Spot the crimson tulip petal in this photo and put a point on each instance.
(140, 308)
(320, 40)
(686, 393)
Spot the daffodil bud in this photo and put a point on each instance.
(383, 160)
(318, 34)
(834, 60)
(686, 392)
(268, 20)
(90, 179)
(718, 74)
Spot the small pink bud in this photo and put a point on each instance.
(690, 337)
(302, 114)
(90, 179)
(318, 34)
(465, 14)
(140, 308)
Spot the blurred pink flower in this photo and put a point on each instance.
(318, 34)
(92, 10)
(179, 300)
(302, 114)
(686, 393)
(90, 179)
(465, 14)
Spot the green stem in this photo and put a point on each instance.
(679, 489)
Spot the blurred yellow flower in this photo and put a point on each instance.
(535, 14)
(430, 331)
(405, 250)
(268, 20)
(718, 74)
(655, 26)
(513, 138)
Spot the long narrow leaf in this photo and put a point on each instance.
----
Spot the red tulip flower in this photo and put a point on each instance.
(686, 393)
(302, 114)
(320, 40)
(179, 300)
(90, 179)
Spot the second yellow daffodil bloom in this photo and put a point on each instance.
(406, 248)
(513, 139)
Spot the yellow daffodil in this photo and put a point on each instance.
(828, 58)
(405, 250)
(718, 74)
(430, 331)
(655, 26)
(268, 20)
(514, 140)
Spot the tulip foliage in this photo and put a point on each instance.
----
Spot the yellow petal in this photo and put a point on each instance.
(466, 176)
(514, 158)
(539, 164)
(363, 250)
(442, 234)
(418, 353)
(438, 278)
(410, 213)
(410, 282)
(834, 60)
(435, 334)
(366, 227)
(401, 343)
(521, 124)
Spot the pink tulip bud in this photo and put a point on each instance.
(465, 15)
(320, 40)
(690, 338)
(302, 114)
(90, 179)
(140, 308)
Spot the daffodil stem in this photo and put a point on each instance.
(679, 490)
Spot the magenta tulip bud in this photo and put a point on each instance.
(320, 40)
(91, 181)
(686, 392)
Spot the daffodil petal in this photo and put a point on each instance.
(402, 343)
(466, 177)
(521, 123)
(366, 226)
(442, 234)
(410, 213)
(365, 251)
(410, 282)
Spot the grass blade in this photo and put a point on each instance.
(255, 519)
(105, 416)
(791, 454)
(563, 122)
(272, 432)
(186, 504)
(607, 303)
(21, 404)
----
Can you give again everything from the line containing "Spot the red" down to the line containing "Spot the tulip", replacing "daffodil" with "narcissus" and changing nothing else?

Spot the red tulip flower in this photo and put a point on each instance.
(686, 393)
(302, 114)
(320, 40)
(179, 300)
(90, 179)
Spot the second yellow narcissus bloom in this photo and put a point on each instance.
(406, 248)
(513, 139)
Spot the yellow narcissus in this photo and put a point on each instance.
(828, 58)
(405, 250)
(718, 74)
(430, 331)
(655, 26)
(268, 20)
(514, 140)
Spot the tulip foliage in this photo and put a point on each instance.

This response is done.